Marseille Amor de Emmanuel Loi

Marseille Amor de Emmanuel Loi

A la ville, à la mort

Dans son dernier roman Marseille Amor, Emmanuel Loi donne à voir la cité phocéenne comme jamais. La richesse du propos, ancré dans le réel, en fait un précieux recueil d’histoire contemporaine.

 

Emmanuel Loi a quitté les conifères de ses Vosges natales pour d’autres résineux, les pins du Sud de la France. Il suit des études de sociologie à Aix-en-Provence, avant de plonger dans le grand bouillon de culture marseillais.
Dans Marseille Amor, il entraîne le lecteur dans une déambulation évanescente qui semble doublement biographique, celle de la cité et la sienne. Le prétexte au roman part d’une mission interministérielle au sujet du programme EuroMéditerranee, si discutable. Ce qui amène l’écrivain à user les trottoirs aux revêtements défoncés, à pousser les portes des PMU ou des centres sociaux, afin de récolter des impressions, des instantanés de la ville. Loin des clichés véhiculés et relayés par les médias, la ville mise à nue ne plaît pas à ceux qui ont commandé l’enquête, donnant lieu à de savoureux échanges entre le héros et ses interlocuteurs souvent déconnectés de la réalité.

• Consignes:
(A) Les affirmations suivantes concordent-elles avec le texte sur Marseille Amor ? Répondez par oui ou par non en citant les mots du texte qui tranchent. (i) Emmanuel Loi est originaire des Vosges. (ii) Il a fait ses études de sociologie à Marseille. (iii) Ceux qui ont commandé l’enquête apprécient le portrait de la ville.
(B) D’après le texte sur Marseille Amor, qu’est-ce qui sert de prétexte au roman ?
(C) Transcrivez tout le texte sur Marseille Amor, de « A la ville, à » jusqu’à « recueil d’histoire contemporaine. ».

• Lignes de données:

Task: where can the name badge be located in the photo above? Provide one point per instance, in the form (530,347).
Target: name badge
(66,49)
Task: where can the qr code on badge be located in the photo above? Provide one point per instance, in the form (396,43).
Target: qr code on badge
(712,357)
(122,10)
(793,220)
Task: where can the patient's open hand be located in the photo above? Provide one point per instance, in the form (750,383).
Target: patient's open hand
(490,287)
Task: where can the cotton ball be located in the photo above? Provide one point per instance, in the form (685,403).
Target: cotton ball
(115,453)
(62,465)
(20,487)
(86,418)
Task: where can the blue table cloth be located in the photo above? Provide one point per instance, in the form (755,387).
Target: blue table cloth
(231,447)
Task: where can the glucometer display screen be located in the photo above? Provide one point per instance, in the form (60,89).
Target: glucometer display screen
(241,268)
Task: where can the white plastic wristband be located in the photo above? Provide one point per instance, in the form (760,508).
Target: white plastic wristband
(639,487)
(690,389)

--

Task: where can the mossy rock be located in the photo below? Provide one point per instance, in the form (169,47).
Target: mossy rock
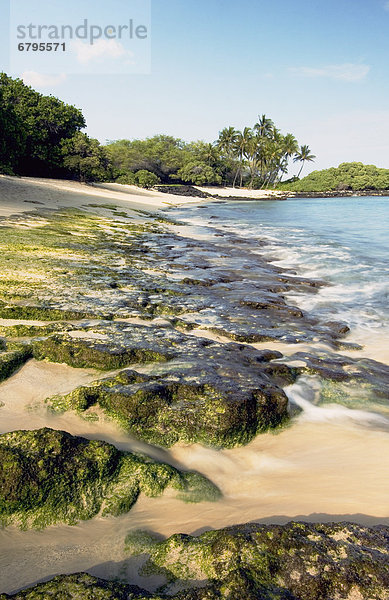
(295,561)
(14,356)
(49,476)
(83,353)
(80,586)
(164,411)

• Réponses rédigées:
(A)
(i) Oui : « Emmanuel Loi a quitté les conifères de ses Vosges natales ».
(ii) Non : « Il suit des études de sociologie à Aix-en-Provence ».
(iii) Non : « la ville mise à nue ne plaît pas à ceux qui ont commandé l’enquête ».

(B) Une mission interministérielle au sujet du programme EuroMéditerranee.

(C)
A la ville, à la mort

Dans son dernier roman Marseille Amor, Emmanuel Loi donne à voir la cité phocéenne comme jamais. La richesse du propos, ancré dans le réel, en fait un précieux recueil d’histoire contemporaine.